WORK ITEM —
Below are some records. Quote exactly the lines from the one that contains "the wooden porch" through the last, both included, and leave out the pictures.

======== DATASET ENTRIES ========

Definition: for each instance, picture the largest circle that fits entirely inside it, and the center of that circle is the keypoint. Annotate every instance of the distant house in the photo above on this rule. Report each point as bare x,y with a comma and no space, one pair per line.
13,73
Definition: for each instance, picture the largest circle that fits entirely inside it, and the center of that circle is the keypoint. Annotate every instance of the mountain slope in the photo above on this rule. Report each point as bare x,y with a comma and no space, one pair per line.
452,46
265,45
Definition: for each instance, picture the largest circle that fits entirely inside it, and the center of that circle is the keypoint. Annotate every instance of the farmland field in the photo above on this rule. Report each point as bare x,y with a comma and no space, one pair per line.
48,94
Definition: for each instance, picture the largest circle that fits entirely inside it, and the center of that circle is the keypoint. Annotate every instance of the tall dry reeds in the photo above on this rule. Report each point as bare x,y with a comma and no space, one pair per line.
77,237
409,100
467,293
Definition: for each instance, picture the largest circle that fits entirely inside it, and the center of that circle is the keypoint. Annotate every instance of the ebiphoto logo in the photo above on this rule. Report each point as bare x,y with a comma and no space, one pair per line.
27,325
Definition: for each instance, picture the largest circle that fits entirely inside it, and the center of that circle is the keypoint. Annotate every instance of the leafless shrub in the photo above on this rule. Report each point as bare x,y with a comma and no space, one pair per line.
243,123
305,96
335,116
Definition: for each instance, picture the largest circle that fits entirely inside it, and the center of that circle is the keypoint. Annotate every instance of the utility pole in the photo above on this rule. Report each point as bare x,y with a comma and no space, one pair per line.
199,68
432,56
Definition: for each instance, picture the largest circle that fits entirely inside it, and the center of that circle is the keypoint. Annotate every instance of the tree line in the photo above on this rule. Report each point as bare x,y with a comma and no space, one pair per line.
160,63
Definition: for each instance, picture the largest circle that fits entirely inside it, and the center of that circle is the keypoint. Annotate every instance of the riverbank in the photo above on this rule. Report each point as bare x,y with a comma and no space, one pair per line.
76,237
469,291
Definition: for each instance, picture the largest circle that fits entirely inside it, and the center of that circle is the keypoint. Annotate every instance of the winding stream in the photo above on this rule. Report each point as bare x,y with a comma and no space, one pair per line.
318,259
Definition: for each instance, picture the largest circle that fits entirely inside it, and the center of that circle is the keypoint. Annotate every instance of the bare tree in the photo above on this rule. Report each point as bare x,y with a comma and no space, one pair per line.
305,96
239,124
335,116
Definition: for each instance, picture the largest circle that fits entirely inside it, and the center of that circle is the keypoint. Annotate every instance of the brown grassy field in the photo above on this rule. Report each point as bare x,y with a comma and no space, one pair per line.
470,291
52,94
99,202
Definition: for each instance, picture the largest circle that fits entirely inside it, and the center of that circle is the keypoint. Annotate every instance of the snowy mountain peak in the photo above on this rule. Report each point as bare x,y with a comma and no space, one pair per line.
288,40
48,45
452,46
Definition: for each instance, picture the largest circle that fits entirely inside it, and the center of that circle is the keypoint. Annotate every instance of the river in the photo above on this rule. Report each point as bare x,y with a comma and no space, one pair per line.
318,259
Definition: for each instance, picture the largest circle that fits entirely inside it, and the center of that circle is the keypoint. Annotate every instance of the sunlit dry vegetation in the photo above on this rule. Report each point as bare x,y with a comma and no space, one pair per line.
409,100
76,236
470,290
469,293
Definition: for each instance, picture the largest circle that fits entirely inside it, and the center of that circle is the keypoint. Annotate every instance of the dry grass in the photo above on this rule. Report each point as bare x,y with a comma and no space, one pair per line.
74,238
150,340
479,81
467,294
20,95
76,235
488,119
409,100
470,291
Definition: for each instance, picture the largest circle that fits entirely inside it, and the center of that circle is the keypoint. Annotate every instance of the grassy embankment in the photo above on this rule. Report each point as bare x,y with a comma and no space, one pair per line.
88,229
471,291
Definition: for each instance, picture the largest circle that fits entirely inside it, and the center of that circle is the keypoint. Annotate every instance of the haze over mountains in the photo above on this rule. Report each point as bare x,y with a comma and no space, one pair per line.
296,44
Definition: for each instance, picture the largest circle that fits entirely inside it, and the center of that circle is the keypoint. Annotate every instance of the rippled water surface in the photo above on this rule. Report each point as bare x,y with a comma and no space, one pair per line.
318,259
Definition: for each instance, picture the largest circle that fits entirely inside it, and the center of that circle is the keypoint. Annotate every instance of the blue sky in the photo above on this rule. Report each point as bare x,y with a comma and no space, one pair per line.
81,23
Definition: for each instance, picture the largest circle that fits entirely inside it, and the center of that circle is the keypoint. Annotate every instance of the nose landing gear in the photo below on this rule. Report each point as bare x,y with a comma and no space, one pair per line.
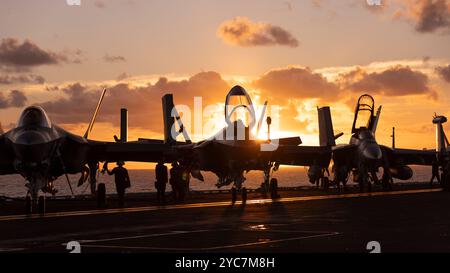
234,192
34,203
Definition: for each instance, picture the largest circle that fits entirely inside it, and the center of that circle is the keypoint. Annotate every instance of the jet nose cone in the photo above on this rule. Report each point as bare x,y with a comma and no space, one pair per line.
372,152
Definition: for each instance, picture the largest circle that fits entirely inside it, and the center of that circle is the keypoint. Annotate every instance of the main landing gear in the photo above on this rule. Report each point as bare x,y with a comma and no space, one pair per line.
234,192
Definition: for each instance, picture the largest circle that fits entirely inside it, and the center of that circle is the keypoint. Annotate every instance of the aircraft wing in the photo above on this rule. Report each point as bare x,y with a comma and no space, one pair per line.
141,151
344,153
409,156
302,155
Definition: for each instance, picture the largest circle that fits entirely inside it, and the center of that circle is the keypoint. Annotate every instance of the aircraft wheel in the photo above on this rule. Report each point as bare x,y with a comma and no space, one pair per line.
446,182
41,204
101,195
28,205
244,195
233,195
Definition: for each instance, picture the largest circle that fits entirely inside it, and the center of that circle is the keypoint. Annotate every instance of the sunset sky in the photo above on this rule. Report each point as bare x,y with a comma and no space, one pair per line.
296,54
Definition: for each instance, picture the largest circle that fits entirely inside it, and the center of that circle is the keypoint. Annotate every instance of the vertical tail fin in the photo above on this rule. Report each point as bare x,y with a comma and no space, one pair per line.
326,133
441,138
94,115
167,104
170,114
375,120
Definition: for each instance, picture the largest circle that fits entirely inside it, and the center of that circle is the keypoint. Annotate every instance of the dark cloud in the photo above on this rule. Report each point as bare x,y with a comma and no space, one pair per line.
26,54
395,81
432,15
113,59
444,72
243,32
144,103
15,98
297,83
19,79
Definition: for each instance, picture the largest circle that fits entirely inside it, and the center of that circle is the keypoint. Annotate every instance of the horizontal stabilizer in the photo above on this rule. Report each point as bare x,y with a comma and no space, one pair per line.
338,135
291,141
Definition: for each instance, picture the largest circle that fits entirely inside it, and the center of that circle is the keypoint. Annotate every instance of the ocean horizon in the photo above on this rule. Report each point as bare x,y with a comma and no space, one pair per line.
143,181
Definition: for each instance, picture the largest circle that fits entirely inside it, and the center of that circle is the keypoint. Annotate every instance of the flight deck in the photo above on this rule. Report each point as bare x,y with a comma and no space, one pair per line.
409,218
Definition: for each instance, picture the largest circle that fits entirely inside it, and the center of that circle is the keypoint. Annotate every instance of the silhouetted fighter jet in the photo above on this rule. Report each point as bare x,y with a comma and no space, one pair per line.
233,151
364,156
41,151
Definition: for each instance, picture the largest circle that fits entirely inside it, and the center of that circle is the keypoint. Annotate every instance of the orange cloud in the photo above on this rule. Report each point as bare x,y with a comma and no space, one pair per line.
395,81
444,72
243,32
297,83
427,15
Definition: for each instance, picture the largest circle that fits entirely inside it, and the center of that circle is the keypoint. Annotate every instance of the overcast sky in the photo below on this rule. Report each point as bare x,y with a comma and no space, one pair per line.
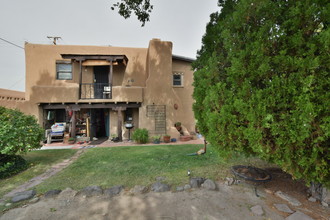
82,22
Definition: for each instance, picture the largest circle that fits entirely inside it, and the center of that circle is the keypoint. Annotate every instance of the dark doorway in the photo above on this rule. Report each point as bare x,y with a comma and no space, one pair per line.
98,123
101,79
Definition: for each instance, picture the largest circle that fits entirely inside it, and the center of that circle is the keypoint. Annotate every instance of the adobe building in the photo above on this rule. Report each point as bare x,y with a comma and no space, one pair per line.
100,89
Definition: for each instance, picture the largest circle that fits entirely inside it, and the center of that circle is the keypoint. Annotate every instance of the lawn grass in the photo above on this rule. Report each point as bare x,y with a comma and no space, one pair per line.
140,165
39,162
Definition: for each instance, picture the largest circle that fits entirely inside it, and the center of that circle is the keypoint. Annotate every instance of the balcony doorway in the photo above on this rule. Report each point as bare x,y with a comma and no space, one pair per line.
101,79
99,123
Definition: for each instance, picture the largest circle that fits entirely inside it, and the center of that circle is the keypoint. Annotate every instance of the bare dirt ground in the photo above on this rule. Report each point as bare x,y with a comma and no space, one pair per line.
228,202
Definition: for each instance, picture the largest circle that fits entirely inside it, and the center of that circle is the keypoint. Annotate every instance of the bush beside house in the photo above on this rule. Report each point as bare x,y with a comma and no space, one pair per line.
19,133
266,92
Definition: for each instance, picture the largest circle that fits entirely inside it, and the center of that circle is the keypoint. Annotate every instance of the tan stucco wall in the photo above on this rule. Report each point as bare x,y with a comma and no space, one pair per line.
160,91
150,69
41,69
11,99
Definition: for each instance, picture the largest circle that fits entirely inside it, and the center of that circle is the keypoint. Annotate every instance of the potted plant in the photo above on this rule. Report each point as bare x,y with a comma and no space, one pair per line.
156,139
141,135
178,127
71,140
167,138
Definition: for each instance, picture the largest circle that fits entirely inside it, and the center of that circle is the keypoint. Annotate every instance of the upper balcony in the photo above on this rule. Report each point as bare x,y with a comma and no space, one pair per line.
104,91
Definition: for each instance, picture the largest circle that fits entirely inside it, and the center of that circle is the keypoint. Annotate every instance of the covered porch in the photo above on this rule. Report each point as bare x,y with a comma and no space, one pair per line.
93,119
101,84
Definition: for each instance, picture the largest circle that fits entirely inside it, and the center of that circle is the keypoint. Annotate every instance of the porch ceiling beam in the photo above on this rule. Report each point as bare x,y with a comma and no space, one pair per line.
79,57
96,105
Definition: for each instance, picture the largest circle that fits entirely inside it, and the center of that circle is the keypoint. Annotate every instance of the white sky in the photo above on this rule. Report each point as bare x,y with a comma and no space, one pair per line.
82,22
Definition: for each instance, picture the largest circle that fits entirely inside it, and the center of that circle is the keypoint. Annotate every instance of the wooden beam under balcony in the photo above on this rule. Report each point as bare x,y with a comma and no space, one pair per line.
88,106
82,57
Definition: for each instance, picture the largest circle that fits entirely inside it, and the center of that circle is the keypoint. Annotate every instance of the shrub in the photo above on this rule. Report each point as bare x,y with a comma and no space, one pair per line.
262,83
11,165
19,133
141,135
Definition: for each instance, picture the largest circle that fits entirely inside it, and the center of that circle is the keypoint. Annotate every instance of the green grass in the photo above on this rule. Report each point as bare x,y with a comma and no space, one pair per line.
140,165
39,162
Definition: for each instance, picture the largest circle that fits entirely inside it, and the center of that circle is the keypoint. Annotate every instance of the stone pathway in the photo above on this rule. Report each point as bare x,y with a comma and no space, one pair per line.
39,179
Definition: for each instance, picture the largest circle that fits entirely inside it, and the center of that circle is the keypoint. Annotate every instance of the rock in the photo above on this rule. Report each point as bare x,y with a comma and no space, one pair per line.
52,193
113,191
209,184
311,199
160,187
179,188
21,196
298,216
288,198
229,181
186,187
139,189
160,178
283,208
269,191
34,200
67,194
325,204
196,182
257,210
92,191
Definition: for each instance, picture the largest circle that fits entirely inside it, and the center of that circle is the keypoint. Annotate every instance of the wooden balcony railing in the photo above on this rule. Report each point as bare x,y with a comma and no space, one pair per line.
95,91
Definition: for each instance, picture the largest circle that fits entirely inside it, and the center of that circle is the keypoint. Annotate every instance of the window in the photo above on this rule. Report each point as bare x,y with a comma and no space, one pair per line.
63,70
177,79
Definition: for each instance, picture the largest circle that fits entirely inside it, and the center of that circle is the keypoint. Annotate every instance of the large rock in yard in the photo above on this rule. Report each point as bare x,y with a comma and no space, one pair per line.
298,216
288,198
196,182
21,196
113,191
209,184
92,191
160,187
139,189
52,193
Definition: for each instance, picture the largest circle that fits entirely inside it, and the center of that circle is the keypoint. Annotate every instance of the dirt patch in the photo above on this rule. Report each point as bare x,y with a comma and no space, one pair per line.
282,181
229,202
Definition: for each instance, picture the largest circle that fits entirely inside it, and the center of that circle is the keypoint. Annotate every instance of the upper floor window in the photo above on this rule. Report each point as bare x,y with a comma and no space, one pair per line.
63,70
178,79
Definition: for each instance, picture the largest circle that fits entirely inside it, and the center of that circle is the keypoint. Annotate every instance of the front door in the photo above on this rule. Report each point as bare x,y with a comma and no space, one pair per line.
101,79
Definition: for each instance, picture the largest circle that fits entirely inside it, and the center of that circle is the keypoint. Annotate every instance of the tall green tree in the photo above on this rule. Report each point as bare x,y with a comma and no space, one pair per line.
141,8
19,133
262,83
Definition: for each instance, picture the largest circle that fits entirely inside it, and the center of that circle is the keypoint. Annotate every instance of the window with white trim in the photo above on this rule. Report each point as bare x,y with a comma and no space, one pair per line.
63,70
177,79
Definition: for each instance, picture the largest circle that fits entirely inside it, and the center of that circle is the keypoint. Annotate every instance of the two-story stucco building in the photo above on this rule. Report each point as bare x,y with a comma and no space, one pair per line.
97,89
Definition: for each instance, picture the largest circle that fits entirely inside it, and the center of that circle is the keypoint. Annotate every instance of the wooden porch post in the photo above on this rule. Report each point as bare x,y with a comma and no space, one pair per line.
110,75
80,77
119,121
120,124
73,124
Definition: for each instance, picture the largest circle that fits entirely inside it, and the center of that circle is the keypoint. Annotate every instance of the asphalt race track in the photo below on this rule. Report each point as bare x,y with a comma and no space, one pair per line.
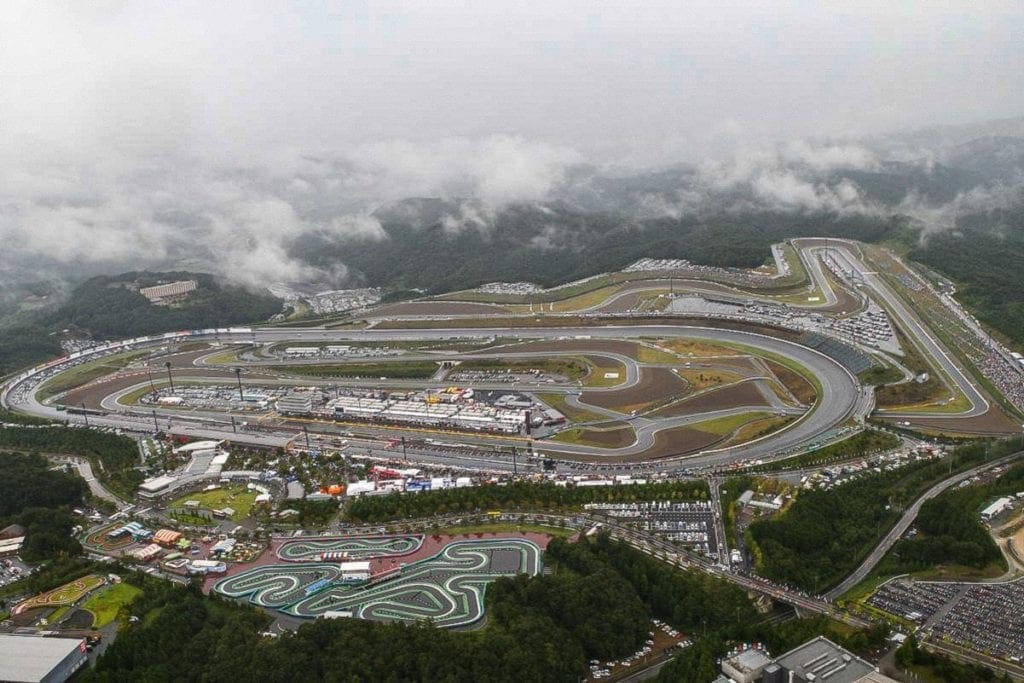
446,588
354,547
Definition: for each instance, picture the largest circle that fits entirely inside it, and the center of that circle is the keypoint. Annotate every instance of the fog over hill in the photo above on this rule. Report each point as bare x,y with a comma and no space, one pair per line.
290,143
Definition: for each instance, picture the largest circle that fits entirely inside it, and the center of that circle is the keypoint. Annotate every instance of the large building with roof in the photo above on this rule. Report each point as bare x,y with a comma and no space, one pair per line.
818,660
40,659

========

TASK SOLUTION —
Definition: for each instance, picture the largest circle that fits entirely inside it, and the center of that circle is the keypoint. Annotate every instance of the wooden porch post in the photo above on this rule. Report each point as bare x,y with a comma and no space, one pair per line.
110,75
80,77
119,121
120,124
73,124
Definition: for each instance, picture the largest circle that fits entirely inside it, and the center of that circle is the keypoint. Annotate every instance of the asphalt race track in the photo below on this rule. Report each point as bare x,y with a comma and no space, one pair per line.
446,588
354,547
Definition: for each instance, picture the largest circle that fits entirely inside it, and the center of that circle is the keypoint. Annotate every instance of the fog over hill in the photo above on this rule. Report each point as bare x,y with a comma and no space, one pair per line.
290,143
Definition: for each instance, picture the largest circle that fits entirely inside it, and the center of that circle is the keypoint. Annotate every instance of the large building with roof in the photo above on this rule. Report each point as bare x,y with a comma and no space, one pair per line.
818,660
40,659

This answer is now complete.